REQUIREMENTS » Convert all the rows below into a Markdown table with the columns Number and Entry. Number each row in order and give its text under Entry, omitting blank lines.

[start AVAILABLE RECORDS]

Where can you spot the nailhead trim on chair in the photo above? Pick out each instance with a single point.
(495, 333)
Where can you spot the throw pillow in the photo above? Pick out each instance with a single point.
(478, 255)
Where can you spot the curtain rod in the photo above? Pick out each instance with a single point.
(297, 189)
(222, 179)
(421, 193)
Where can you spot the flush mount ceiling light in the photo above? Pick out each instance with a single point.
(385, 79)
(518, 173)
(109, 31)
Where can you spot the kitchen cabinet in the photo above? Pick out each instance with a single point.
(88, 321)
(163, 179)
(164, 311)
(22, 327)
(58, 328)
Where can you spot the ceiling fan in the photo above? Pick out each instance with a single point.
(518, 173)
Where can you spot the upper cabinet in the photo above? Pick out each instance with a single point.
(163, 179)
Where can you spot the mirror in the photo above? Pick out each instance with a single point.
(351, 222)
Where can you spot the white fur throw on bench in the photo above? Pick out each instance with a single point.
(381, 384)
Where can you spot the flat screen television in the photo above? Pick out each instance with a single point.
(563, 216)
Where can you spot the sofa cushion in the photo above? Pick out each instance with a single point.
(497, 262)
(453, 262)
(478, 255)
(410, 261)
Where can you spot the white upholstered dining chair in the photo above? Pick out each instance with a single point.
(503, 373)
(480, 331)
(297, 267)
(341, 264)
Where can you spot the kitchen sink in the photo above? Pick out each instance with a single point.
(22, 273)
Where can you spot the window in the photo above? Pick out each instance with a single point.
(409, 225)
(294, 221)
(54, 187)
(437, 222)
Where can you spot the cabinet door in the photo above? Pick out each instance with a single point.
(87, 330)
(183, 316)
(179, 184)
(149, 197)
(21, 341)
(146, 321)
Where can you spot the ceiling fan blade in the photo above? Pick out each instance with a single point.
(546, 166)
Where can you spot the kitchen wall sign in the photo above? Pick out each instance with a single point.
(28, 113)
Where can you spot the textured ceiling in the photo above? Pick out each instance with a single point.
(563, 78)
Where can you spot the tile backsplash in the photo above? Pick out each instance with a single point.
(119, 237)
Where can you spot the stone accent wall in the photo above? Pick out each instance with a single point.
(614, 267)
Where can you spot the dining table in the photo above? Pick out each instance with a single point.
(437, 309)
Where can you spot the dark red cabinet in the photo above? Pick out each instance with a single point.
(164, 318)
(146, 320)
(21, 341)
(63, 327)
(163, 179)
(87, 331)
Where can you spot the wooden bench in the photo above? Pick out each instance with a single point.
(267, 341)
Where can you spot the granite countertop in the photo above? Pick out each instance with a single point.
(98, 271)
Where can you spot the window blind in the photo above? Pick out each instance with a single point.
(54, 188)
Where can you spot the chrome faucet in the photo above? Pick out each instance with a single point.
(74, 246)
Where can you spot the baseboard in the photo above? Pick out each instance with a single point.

[end AVAILABLE RECORDS]

ANSWER IN FULL »
| Number | Entry |
|---|---|
| 1 | Where can you spot the nailhead trim on chair in the photo above? Pick out each instance with a single point. |
| 2 | (495, 333) |
| 3 | Where can you spot the throw pillow in the photo above? Pick out each instance with a single point. |
| 4 | (478, 255) |
| 5 | Where can you spot the curtain rod in the photo above? Pick out each instance with a single point. |
| 6 | (297, 189) |
| 7 | (222, 179) |
| 8 | (421, 193) |
| 9 | Where can you spot the flush mount ceiling light in the photo above? Pick out each instance with a single point. |
| 10 | (385, 79) |
| 11 | (518, 173) |
| 12 | (109, 31) |
| 13 | Where can you spot the kitchen cabinet in the photo above? Pick out each instance with a single point. |
| 14 | (88, 321) |
| 15 | (163, 179) |
| 16 | (164, 311) |
| 17 | (22, 327) |
| 18 | (58, 328) |
| 19 | Where can you spot the ceiling fan in the photo above? Pick out each instance with a single point. |
| 20 | (518, 173) |
| 21 | Where can you spot the upper cabinet in the photo above? Pick out each instance with a single point. |
| 22 | (163, 179) |
| 23 | Where can you spot the mirror in the photo above? Pick out each instance with a single point. |
| 24 | (351, 222) |
| 25 | Where can you spot the white fur throw on bench in the photo above? Pick out each instance with a single point. |
| 26 | (381, 384) |
| 27 | Where can you spot the flat screen television in the photo above? Pick out each instance with a single point. |
| 28 | (563, 216) |
| 29 | Where can you spot the sofa cushion in the photo above? Pick out each instance with a single point. |
| 30 | (497, 262) |
| 31 | (453, 262) |
| 32 | (478, 255) |
| 33 | (410, 261) |
| 34 | Where can you spot the white upholstered dining chair in the photo above? Pick out each instance with a single point. |
| 35 | (503, 373) |
| 36 | (480, 331) |
| 37 | (297, 267) |
| 38 | (341, 264) |
| 39 | Where can you spot the kitchen sink in the photo above? Pick out each instance with a single point. |
| 40 | (22, 273) |
| 41 | Where can you spot the window in the photo above? Pick out each instance with a single point. |
| 42 | (409, 225) |
| 43 | (294, 221) |
| 44 | (54, 187) |
| 45 | (437, 222) |
| 46 | Where can you spot the cabinet door in the photo above? Pick out each instance with a single point. |
| 47 | (87, 330) |
| 48 | (183, 316) |
| 49 | (179, 184) |
| 50 | (149, 197) |
| 51 | (21, 341) |
| 52 | (146, 321) |
| 53 | Where can you spot the ceiling fan blade in the photo above? Pick out each instance with a single point. |
| 54 | (546, 166) |
| 55 | Where can you spot the kitchen wall sign in the photo above? Pick out each instance with a single point. |
| 56 | (28, 113) |
| 57 | Where can you spot the textured ceiling in the photo above? Pick out each instance with a single point. |
| 58 | (563, 78) |
| 59 | Where can you spot the tile backsplash in the photo above? Pick out each instance with a single point. |
| 60 | (119, 237) |
| 61 | Where can you spot the stone accent wall in the photo above? Pick out each instance with a single point. |
| 62 | (614, 267) |
| 63 | Where can you spot the dining table in the photo above? Pick out each instance with a single point. |
| 64 | (437, 309) |
| 65 | Where can you spot the dark red cabinet in the photo above? Pick out each instance with a single point. |
| 66 | (164, 318) |
| 67 | (146, 320) |
| 68 | (21, 341) |
| 69 | (63, 327) |
| 70 | (163, 179) |
| 71 | (87, 331) |
| 72 | Where can you spot the wooden bench in the photo above? Pick out each instance with a single point. |
| 73 | (267, 341) |
| 74 | Where can you spot the granite countertop in the photo above? Pick out each instance with a single point. |
| 75 | (98, 271) |
| 76 | Where can you spot the window blind in the photo above? Pick out each instance with a single point. |
| 77 | (54, 188) |
| 78 | Where can you spot the chrome faucet in the photo above? Pick out each instance with a single point. |
| 79 | (74, 246) |
| 80 | Where can you spot the baseboard in the photo above? Pick out each instance with a single point. |